--- Start Page ---
West Shore RCMP TL’Ches Spirit Canoe Program

West Shore

2024-06-21 06:40 PDT

In honour of National Indigenous Peoples Day we wanted to share more about the TL’Ches Spirit Canoe Program which is run by the West Shore RCMP Indigenous Policing and Community Policing Units.

The 35-foot Pacific Dancer Canoe named TL’Ches Spirit boasts traditional Indigenous artwork and is used by the West Shore RCMP Indigenous and Community Policing Unit’s for community and cultural events.



Video Description and close captioning –

Various shots of West Shore RCMP and community members paddling throughout the West Shore area on the canoe TL’Ches Spirit. Cst. Cole Brewer narrating in the background explaining what the program is about.

Video Transcript – Cst. Cole Brewer

My name is Constable Cole Brewer. I work in the Indigenous Policing Unit here at West Shore and serving Songhees and Esquimalt First Nations.

Providing a police service to a west coast Indigenous community. One of the ways, we’re always looking for ways to engage with youth, is utilizing the canoe to engage with youth. Our canoeing program, seemed like the perfect fit because it is really is in the blood of our youth. It doesn’t matter the weather conditions or anything like that, they are always motivated to paddle. And so getting the canoe and using it to engage with youth, at first we engaged mostly with Indigenous youth in the community. But now it’s branched out to engaging with all youth in the spirit of reconciliation.

As police, our job is so many things. It’s not just enforcement capacity. We’re also, we have to be able to connect with the community. You know, when you take away the uniform that makes it really clear when we’re out in the canoe and we’re sharing other skills and other information. And doing things in a fun manner really helps break down those barriers.

We worked really closely with some elders in the community. Specifically, one of the key elders would be Elder Joan Morris from Songhees, traditional name Sellemah. Elder Sellemah worked with us all the way through this. If you stand on Willows Beach and look out, you will see a series of Islands. Little Chatham, Big Chatham, and Discovery Island. Those islands are part of the Songhees reserve. And TL’Ches in Lekwungen means ‘island’. But it specifically refers to the former Songhees village site on Big Chatham Island. Elder Sellemah is the last Songhees member to have been born on the island.

We ensure that every time the canoe goes out, we usually share and call Elder Sellemah. Tell her where we’ve gone out, who we’ve been with. Because of the connect with the canoe and the project to the community, we also have a cultural responsibility to pass on to anybody who goes out on the canoe. And it’s just as important as the safety briefing that we give. It’s the cultural briefing. As Skippers, we’re responsible for making sure that everybody understands the name of the canoe TL’Ches Spirit.
--- End Page ---
--- Start Entries ---
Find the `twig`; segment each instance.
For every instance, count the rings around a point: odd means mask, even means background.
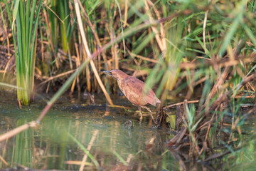
[[[198,103],[199,102],[199,100],[191,100],[191,101],[188,101],[187,103]],[[175,103],[175,104],[171,104],[171,105],[167,105],[167,106],[165,106],[164,108],[164,109],[166,109],[166,108],[171,108],[171,107],[174,107],[174,106],[176,106],[176,105],[182,105],[183,104],[184,102],[179,102],[179,103]]]

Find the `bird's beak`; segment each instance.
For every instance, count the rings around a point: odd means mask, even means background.
[[[105,73],[107,75],[109,75],[110,76],[113,77],[113,76],[112,76],[112,73],[110,72],[110,71],[102,71],[100,72],[102,73]]]

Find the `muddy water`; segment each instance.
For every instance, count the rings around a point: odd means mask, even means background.
[[[35,120],[50,97],[38,95],[33,104],[19,109],[15,95],[1,93],[1,133]],[[78,170],[86,158],[86,170],[97,165],[108,170],[178,169],[165,145],[171,135],[150,129],[151,120],[146,113],[139,124],[137,109],[126,99],[113,97],[115,104],[129,109],[110,108],[104,96],[95,96],[94,103],[91,98],[63,97],[38,128],[0,142],[0,155],[10,165],[1,162],[0,168]],[[90,150],[90,157],[85,156],[83,147]]]
[[[51,96],[37,95],[34,103],[19,109],[15,93],[0,91],[0,134],[36,120]],[[121,107],[109,107],[103,95],[63,95],[40,126],[0,142],[0,155],[9,165],[0,160],[0,170],[14,167],[20,170],[24,167],[78,170],[82,160],[86,170],[253,170],[255,167],[254,115],[250,115],[242,125],[244,134],[234,132],[234,141],[230,143],[233,147],[228,148],[225,137],[229,136],[221,135],[228,132],[228,127],[216,131],[212,140],[220,138],[217,142],[221,143],[212,145],[211,154],[214,157],[213,153],[230,150],[230,155],[203,162],[189,159],[189,149],[167,149],[166,142],[174,137],[170,131],[151,129],[152,122],[146,113],[139,124],[135,106],[122,96],[112,98]],[[169,114],[175,114],[175,111]],[[232,121],[231,115],[228,113],[226,123]],[[241,144],[242,148],[239,147]],[[234,147],[238,150],[233,150]]]

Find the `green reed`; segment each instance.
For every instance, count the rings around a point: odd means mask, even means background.
[[[27,105],[31,102],[34,85],[36,51],[36,36],[38,16],[42,1],[16,0],[14,1],[12,14],[4,1],[10,23],[15,48],[16,86],[18,99]],[[12,16],[12,19],[11,19]],[[16,26],[14,26],[16,21]]]

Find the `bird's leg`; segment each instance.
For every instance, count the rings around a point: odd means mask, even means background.
[[[139,118],[139,123],[142,122],[142,109],[140,106],[139,106],[139,115],[140,115],[140,118]]]
[[[153,122],[154,122],[154,123],[156,123],[156,121],[155,121],[154,119],[154,117],[153,117],[153,115],[152,115],[152,112],[151,111],[150,108],[147,108],[147,107],[146,107],[146,106],[141,106],[141,107],[142,107],[142,108],[146,109],[146,110],[149,112],[149,115],[150,115],[150,116],[152,118]]]

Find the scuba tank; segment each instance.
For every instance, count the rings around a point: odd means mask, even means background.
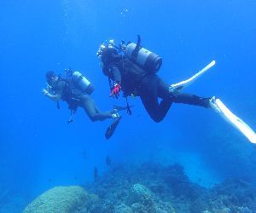
[[[126,46],[125,55],[148,72],[157,72],[162,65],[162,58],[155,53],[143,48],[140,43],[141,38],[138,36],[137,43],[131,43]]]

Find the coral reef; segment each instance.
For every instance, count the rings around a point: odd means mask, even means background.
[[[207,189],[192,183],[179,164],[119,165],[86,188],[100,198],[94,212],[256,212],[256,190],[246,181]]]
[[[52,188],[36,199],[27,212],[79,213],[253,213],[256,188],[230,179],[211,189],[191,182],[179,164],[119,165],[95,182]]]
[[[23,212],[83,213],[88,212],[87,208],[96,202],[97,197],[88,194],[81,187],[55,187],[38,197]]]

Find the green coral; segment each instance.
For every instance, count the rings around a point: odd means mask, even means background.
[[[55,187],[33,200],[23,213],[87,212],[90,197],[81,187]]]

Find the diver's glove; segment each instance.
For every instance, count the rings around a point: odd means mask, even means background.
[[[118,98],[119,96],[119,93],[121,91],[121,84],[115,83],[113,87],[111,89],[110,97]]]

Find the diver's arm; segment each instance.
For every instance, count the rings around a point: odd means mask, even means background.
[[[108,69],[110,78],[113,80],[116,83],[121,83],[122,78],[119,68],[115,65],[110,65],[108,66]]]
[[[49,93],[49,91],[47,91],[45,89],[43,89],[42,93],[47,96],[48,98],[49,98],[50,100],[54,101],[59,101],[61,99],[61,94],[56,94],[56,95],[52,95],[50,93]]]

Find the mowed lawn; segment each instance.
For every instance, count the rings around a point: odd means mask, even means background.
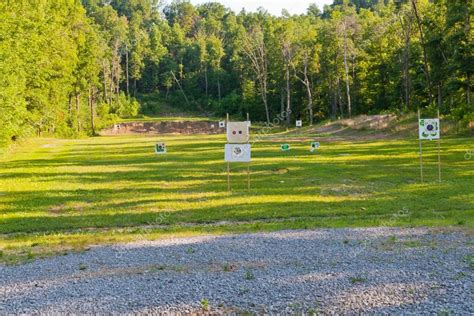
[[[166,155],[154,144],[164,141]],[[253,144],[232,164],[227,191],[223,135],[35,139],[0,160],[0,260],[15,262],[92,244],[170,235],[285,228],[456,226],[474,223],[474,142]],[[471,156],[471,153],[473,156]]]

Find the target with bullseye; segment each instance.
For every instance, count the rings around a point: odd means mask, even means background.
[[[227,141],[233,144],[243,144],[249,141],[249,125],[247,122],[228,122]]]
[[[439,119],[420,119],[418,122],[420,139],[439,139]]]

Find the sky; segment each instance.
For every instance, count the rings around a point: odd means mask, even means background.
[[[242,8],[246,11],[256,11],[259,7],[264,7],[273,15],[281,15],[282,9],[287,9],[291,14],[305,13],[311,3],[323,10],[325,4],[331,4],[333,0],[213,0],[222,3],[224,6],[239,12]],[[209,0],[191,0],[193,4],[209,2]]]

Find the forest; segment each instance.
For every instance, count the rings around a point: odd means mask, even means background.
[[[290,3],[289,3],[290,5]],[[0,143],[163,107],[271,123],[474,120],[471,0],[335,0],[280,16],[186,0],[0,1]]]

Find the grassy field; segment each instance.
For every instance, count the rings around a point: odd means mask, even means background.
[[[156,155],[165,141],[168,154]],[[170,235],[285,228],[474,224],[472,138],[253,145],[232,165],[227,192],[217,136],[34,139],[0,160],[0,261],[14,263],[93,244]],[[469,159],[471,158],[471,159]]]

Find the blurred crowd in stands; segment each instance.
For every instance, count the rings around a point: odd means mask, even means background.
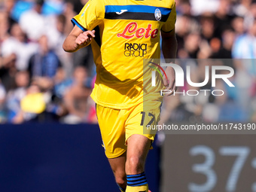
[[[1,123],[96,123],[91,49],[62,48],[85,3],[0,1]]]
[[[165,98],[161,122],[245,122],[256,121],[256,1],[254,0],[176,0],[178,60],[186,74],[190,67],[193,82],[205,80],[209,66],[209,81],[203,87],[187,83],[176,94]],[[194,59],[186,60],[187,59]],[[221,59],[216,60],[216,59]],[[211,66],[227,66],[235,74],[212,86]],[[219,71],[219,74],[228,71]],[[191,96],[187,90],[198,90]],[[221,90],[221,96],[200,90]],[[219,94],[218,93],[218,94]],[[189,92],[196,94],[196,92]]]
[[[165,98],[162,123],[168,120],[256,121],[256,1],[175,0],[178,59],[191,68],[194,82],[204,81],[205,66],[235,69],[236,88],[223,81],[212,87],[222,96]],[[64,52],[70,20],[87,0],[0,0],[0,123],[96,123],[90,97],[96,69],[90,47]],[[218,64],[202,59],[251,59]]]

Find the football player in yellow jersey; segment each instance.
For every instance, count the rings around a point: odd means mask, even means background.
[[[97,76],[91,96],[121,191],[148,191],[144,166],[155,133],[143,127],[157,123],[162,96],[145,94],[143,59],[160,58],[160,35],[164,57],[175,58],[175,18],[174,0],[90,0],[63,44],[68,52],[92,44]],[[174,70],[166,74],[165,89],[173,90]]]

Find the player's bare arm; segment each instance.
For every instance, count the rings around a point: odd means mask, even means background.
[[[63,49],[66,52],[75,52],[88,46],[91,43],[93,38],[95,38],[94,30],[84,32],[79,27],[75,26],[63,43]]]
[[[177,40],[175,37],[175,29],[170,32],[164,32],[161,31],[162,35],[162,50],[166,62],[174,62],[176,58],[177,53]],[[171,59],[171,60],[170,60]],[[166,87],[167,90],[171,90],[170,93],[166,94],[170,96],[173,93],[173,91],[176,89],[175,87],[175,71],[172,67],[167,67],[166,69],[167,80],[164,77],[163,84]]]

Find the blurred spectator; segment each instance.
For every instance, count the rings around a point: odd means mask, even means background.
[[[20,111],[20,101],[26,94],[29,84],[29,76],[26,71],[18,72],[15,75],[16,88],[8,92],[7,98],[8,120],[12,122],[13,118]]]
[[[15,54],[16,69],[26,70],[29,58],[35,53],[38,44],[27,41],[26,34],[17,23],[12,26],[11,35],[11,36],[2,43],[2,54],[4,57]]]
[[[36,41],[46,31],[47,20],[41,14],[44,3],[44,0],[35,0],[33,8],[23,13],[19,21],[21,29],[32,41]]]
[[[63,118],[66,123],[95,122],[95,103],[90,97],[91,88],[86,86],[87,78],[84,67],[78,66],[74,72],[74,81],[66,92],[64,102],[69,115]]]
[[[5,123],[6,114],[5,114],[5,99],[6,91],[4,86],[0,81],[0,123]]]
[[[47,36],[43,35],[38,40],[39,49],[29,60],[29,71],[30,77],[53,78],[60,61],[55,52],[50,49]]]
[[[13,123],[21,123],[35,119],[38,121],[38,115],[44,111],[48,102],[48,97],[38,85],[31,85],[27,88],[25,96],[20,101],[20,111],[13,118]],[[42,120],[46,121],[46,119],[41,119],[41,121]]]
[[[232,56],[236,59],[256,58],[256,20],[248,33],[239,36],[233,44]]]

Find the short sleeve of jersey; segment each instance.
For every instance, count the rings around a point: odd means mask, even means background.
[[[79,14],[72,19],[73,25],[78,26],[84,32],[93,30],[100,24],[105,16],[105,6],[102,0],[90,0]]]
[[[176,8],[174,4],[172,11],[166,22],[163,25],[161,30],[165,32],[169,32],[174,29],[176,22]]]

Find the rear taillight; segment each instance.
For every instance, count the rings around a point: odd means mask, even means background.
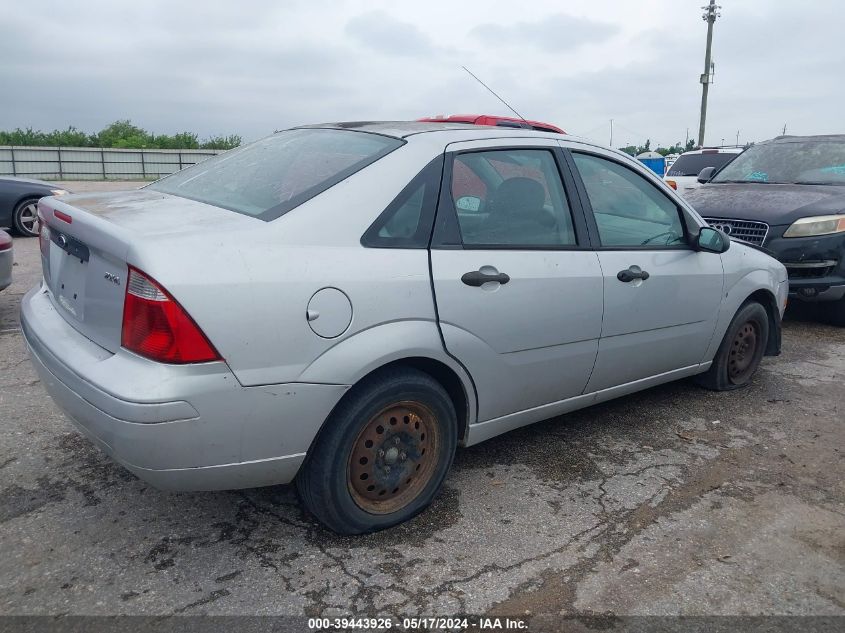
[[[194,320],[153,279],[129,268],[120,344],[161,363],[222,360]]]
[[[41,247],[41,254],[50,257],[50,227],[44,223],[44,218],[38,216],[38,246]]]

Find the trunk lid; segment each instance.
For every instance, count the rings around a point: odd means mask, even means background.
[[[145,244],[172,241],[176,252],[198,233],[261,222],[150,190],[42,198],[38,209],[44,281],[56,310],[112,353],[120,348],[129,264],[144,268],[137,253]]]

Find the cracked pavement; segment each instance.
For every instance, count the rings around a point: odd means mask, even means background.
[[[292,487],[166,493],[53,405],[0,293],[0,613],[845,615],[845,330],[754,384],[673,383],[460,449],[407,524],[339,537]]]

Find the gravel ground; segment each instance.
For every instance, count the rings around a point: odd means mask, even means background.
[[[40,269],[15,249],[0,614],[845,615],[845,330],[787,320],[739,392],[682,381],[460,450],[428,511],[341,538],[291,487],[160,492],[82,439],[17,330]]]

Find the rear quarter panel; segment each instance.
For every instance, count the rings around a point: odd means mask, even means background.
[[[360,244],[442,151],[409,143],[275,221],[145,241],[130,258],[185,307],[243,385],[348,385],[395,357],[423,349],[443,356],[427,250]],[[315,334],[306,318],[309,300],[329,287],[352,305],[349,326],[334,338]]]

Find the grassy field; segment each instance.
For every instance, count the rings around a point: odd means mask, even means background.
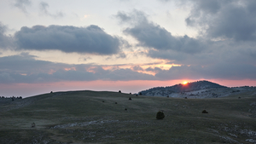
[[[155,118],[159,111],[162,120]],[[0,143],[256,143],[256,92],[177,99],[69,91],[2,99]]]

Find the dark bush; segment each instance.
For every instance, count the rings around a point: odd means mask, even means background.
[[[207,110],[203,110],[201,112],[202,113],[208,113],[208,112]]]
[[[165,113],[163,112],[158,112],[156,113],[156,119],[163,119],[165,118]]]
[[[32,128],[35,128],[35,127],[36,127],[36,124],[35,124],[35,123],[32,123],[32,124],[31,124],[31,127],[32,127]]]

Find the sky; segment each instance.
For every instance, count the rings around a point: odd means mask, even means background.
[[[1,0],[0,96],[256,86],[255,0]]]

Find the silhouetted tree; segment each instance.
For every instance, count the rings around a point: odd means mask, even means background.
[[[165,118],[165,114],[163,112],[159,111],[156,113],[156,119],[163,119]]]
[[[208,112],[207,110],[203,110],[201,112],[202,113],[208,113]]]

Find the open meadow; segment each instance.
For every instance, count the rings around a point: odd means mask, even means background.
[[[256,143],[256,91],[212,99],[107,91],[0,98],[0,143]]]

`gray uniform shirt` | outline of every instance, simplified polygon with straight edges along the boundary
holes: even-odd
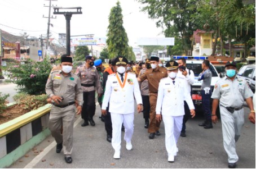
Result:
[[[86,87],[82,86],[83,92],[91,92],[97,89],[98,94],[102,93],[102,88],[99,80],[99,74],[94,67],[85,67],[85,65],[79,66],[76,71],[76,75],[80,77],[81,83],[87,85],[95,84],[95,86]]]
[[[232,81],[225,76],[216,83],[211,98],[219,99],[219,104],[224,107],[238,108],[242,106],[245,99],[253,95],[245,79],[236,76]]]
[[[202,80],[201,88],[210,88],[211,81],[211,72],[210,68],[206,69],[203,73],[201,73],[198,76],[198,81]]]
[[[139,74],[139,77],[144,74],[146,71],[147,69],[142,69]],[[149,87],[148,86],[148,79],[145,79],[142,82],[140,82],[140,89],[142,95],[149,95]]]
[[[59,105],[66,104],[75,101],[78,101],[79,105],[83,104],[83,91],[80,79],[73,73],[64,76],[61,70],[52,72],[48,78],[45,92],[49,97],[54,95],[63,97],[64,100]]]

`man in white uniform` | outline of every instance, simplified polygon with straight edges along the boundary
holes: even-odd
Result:
[[[249,119],[253,124],[255,124],[255,111],[251,99],[253,93],[245,79],[236,76],[236,63],[228,62],[225,67],[226,76],[216,83],[211,95],[213,99],[211,120],[213,123],[217,122],[216,109],[219,103],[224,148],[228,156],[228,167],[233,168],[239,159],[236,143],[244,123],[245,99],[250,109]]]
[[[178,152],[176,144],[185,114],[184,101],[188,105],[192,117],[196,115],[190,93],[186,86],[185,80],[176,78],[178,66],[178,63],[174,61],[166,63],[165,66],[169,77],[160,81],[156,109],[156,120],[162,120],[162,115],[165,124],[165,147],[170,162],[174,162],[174,156]]]
[[[125,128],[124,139],[126,149],[133,148],[131,138],[134,131],[134,97],[137,103],[137,111],[142,111],[142,99],[136,75],[126,72],[127,59],[122,56],[115,60],[117,73],[110,75],[107,81],[101,113],[106,113],[109,102],[109,112],[112,122],[112,145],[114,149],[114,158],[120,158],[122,124]]]

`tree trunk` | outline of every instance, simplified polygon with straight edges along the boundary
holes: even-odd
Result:
[[[223,53],[223,40],[222,40],[222,36],[220,36],[220,56],[224,56]]]
[[[229,57],[232,56],[232,50],[231,50],[231,38],[228,36],[228,45],[229,48]]]
[[[211,53],[211,56],[214,56],[215,52],[216,51],[216,46],[217,45],[217,34],[218,34],[218,30],[215,31],[215,35],[214,35],[214,39],[215,41],[213,43],[213,53]]]

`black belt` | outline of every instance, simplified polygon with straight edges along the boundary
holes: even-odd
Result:
[[[95,86],[95,85],[94,84],[81,84],[81,85],[85,87],[91,87],[91,86]]]
[[[69,102],[68,104],[64,104],[64,105],[59,105],[59,104],[56,104],[55,103],[52,103],[52,105],[54,105],[56,107],[60,107],[60,108],[64,108],[67,106],[74,104],[75,103],[76,103],[76,102]]]
[[[222,107],[224,107],[223,106],[220,104],[221,106]],[[226,109],[229,111],[229,112],[231,112],[231,113],[233,113],[234,112],[234,111],[239,111],[239,110],[240,110],[242,108],[244,108],[244,107],[242,106],[240,107],[237,107],[237,108],[235,108],[235,107],[224,107],[226,108]]]

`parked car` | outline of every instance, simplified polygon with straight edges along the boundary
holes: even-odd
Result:
[[[239,70],[237,75],[245,79],[251,91],[255,93],[255,64],[244,65]]]

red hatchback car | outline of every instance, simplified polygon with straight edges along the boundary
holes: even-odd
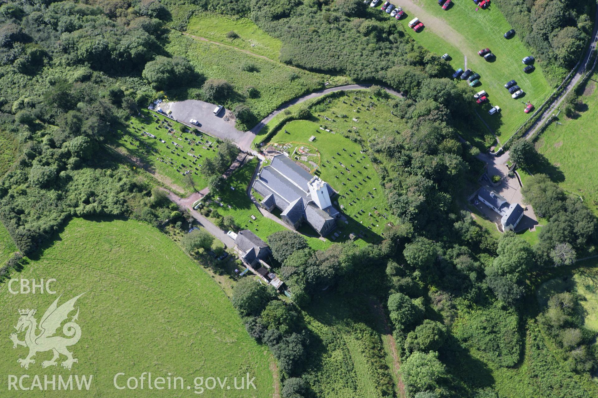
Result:
[[[478,104],[481,104],[483,102],[486,102],[487,100],[488,100],[488,97],[486,97],[486,95],[484,95],[484,97],[481,97],[478,98],[478,100],[476,101],[475,102],[478,103]]]
[[[413,27],[413,30],[415,30],[416,32],[419,32],[420,30],[422,30],[422,27],[423,27],[423,24],[420,22],[417,25]]]

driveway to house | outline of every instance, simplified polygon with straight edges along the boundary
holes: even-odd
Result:
[[[188,210],[191,215],[197,220],[200,226],[205,228],[206,231],[212,234],[218,240],[226,245],[227,248],[232,248],[234,247],[234,240],[232,238],[226,235],[226,233],[223,230],[214,225],[208,218],[194,210],[191,207],[193,202],[203,198],[203,195],[196,192],[187,198],[181,198],[167,189],[164,189],[164,188],[161,189],[166,192],[168,199],[178,205],[179,208],[182,211]]]

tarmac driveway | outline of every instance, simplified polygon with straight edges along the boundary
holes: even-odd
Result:
[[[216,105],[199,100],[187,100],[178,102],[163,102],[160,104],[165,112],[172,111],[172,117],[177,121],[193,127],[189,121],[197,120],[196,127],[200,131],[221,140],[230,140],[241,149],[247,150],[255,135],[251,132],[240,131],[234,128],[234,119],[228,109],[213,114]],[[228,120],[225,119],[228,118]],[[246,137],[249,135],[251,137]]]

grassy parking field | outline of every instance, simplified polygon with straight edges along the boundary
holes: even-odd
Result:
[[[444,11],[435,1],[413,0],[417,6],[426,13],[446,22],[448,26],[456,30],[461,37],[450,37],[450,32],[442,36],[424,29],[419,33],[407,26],[407,23],[417,17],[425,24],[425,16],[416,15],[408,6],[404,7],[408,14],[401,23],[407,34],[414,38],[428,50],[442,55],[449,54],[451,66],[454,69],[463,68],[465,57],[467,67],[480,75],[480,82],[476,90],[485,90],[489,94],[490,103],[477,106],[472,98],[472,106],[479,107],[478,113],[490,126],[501,143],[504,143],[529,117],[523,110],[525,103],[531,101],[536,106],[543,103],[552,92],[552,88],[542,75],[542,65],[536,64],[536,70],[529,74],[523,72],[524,65],[521,58],[533,55],[520,40],[517,35],[507,40],[503,34],[511,29],[499,8],[493,4],[487,10],[475,11],[472,1],[455,1],[452,7]],[[435,27],[435,32],[443,31],[443,27]],[[496,55],[492,61],[487,61],[477,54],[477,51],[486,48]],[[450,77],[450,76],[447,76]],[[525,91],[524,97],[517,100],[511,97],[504,85],[511,79]],[[465,82],[463,83],[465,84]],[[490,115],[488,110],[498,105],[502,110],[500,115]],[[471,132],[473,135],[478,132]],[[480,138],[477,138],[480,140]]]
[[[227,34],[231,32],[238,37],[228,37]],[[189,20],[187,32],[274,61],[278,61],[282,47],[282,42],[268,35],[248,18],[233,19],[225,16],[202,13]]]
[[[202,163],[216,156],[218,139],[189,132],[187,126],[147,110],[142,110],[141,115],[130,118],[113,143],[169,180],[171,183],[167,185],[177,190],[193,191],[190,178],[197,190],[205,188],[208,181],[201,172]]]
[[[75,218],[56,237],[17,277],[55,278],[53,288],[57,294],[10,294],[5,285],[0,289],[0,316],[4,320],[0,331],[5,337],[0,347],[0,371],[30,375],[25,379],[27,386],[33,375],[39,375],[42,385],[44,375],[51,380],[56,375],[57,385],[58,375],[93,375],[91,388],[65,394],[50,385],[50,391],[11,391],[10,396],[145,397],[151,395],[147,378],[144,389],[119,391],[114,386],[118,372],[125,375],[118,382],[126,384],[127,378],[139,378],[144,372],[151,372],[152,378],[182,377],[191,387],[185,387],[185,393],[164,389],[160,391],[163,397],[196,395],[197,377],[228,378],[230,390],[204,390],[206,396],[272,396],[270,354],[249,336],[218,285],[166,235],[135,221]],[[39,322],[59,294],[60,305],[83,292],[75,305],[81,340],[69,347],[78,360],[72,370],[60,366],[64,356],[57,366],[42,368],[51,351],[38,353],[29,369],[20,368],[17,359],[26,356],[27,348],[13,349],[8,340],[15,331],[17,309],[36,309]],[[233,378],[247,372],[255,377],[257,389],[233,388]]]
[[[593,75],[596,79],[596,73]],[[561,112],[558,122],[553,122],[536,144],[549,165],[544,172],[559,181],[566,190],[578,195],[594,213],[598,214],[598,92],[596,83],[590,80],[584,94],[579,97],[583,112],[576,119],[569,119]]]

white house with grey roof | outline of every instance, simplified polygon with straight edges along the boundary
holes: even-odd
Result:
--- End Entries ---
Stated problem 1:
In the article on the TL’Ches Spirit canoe program, what does TL’Ches mean in Lekwungen?
Stated problem 2:
Continue the article on the TL’Ches Spirit canoe program from the point where it ends.

Written reply 1:
It means "island," and it refers specifically to the former Songhees village site on Big Chatham Island.

Written reply 2:
The artwork on the canoe, includes the wolf on the front of the canoe. Which in Lekwungen is a stqéyə (Sta-Kay-Yah). We had the wolf out on the islands a few years ago. And a lot of community members believed that is part of the spirit of the late Chief Robert Sam. And so that is why we have a stqéyə on the canoe.

Athletics, sports, culture, being outside. When we have youth on the canoe the other thing they really have to worry about is the paddle in their hand and looking forward and staying in in sync. And it’s a really calming. You’re at peace with nature and also there’s the cultural connection to being out on the water. Which is really evident, especially when we have our Indigenous youth out there.

For us to be, to share in that, and be part of that with our community is one thing. And also when we’re engaging with the schools, sharing those teachings with and those skills with other students, it’s really empowering. And it’s a lot of fun.

It’s important that we patch on those cultural teachings. Because it connects everybody who goes on the canoe to the community and the culture of the community. Both past, present, and futures.

TL’Ches is a Lekwungen word which means island, specifically referring to the Chatham Islands, which is the location of a former Songhees Nation village site. Elder Joan Morris, whose traditional name is Sellemah was the last Songhees Nation member to have lived on TL’Ches (Chatham Island). Sellemah has shared many teachings with Cst. Cole Brewer who began the Canoe program several years ago.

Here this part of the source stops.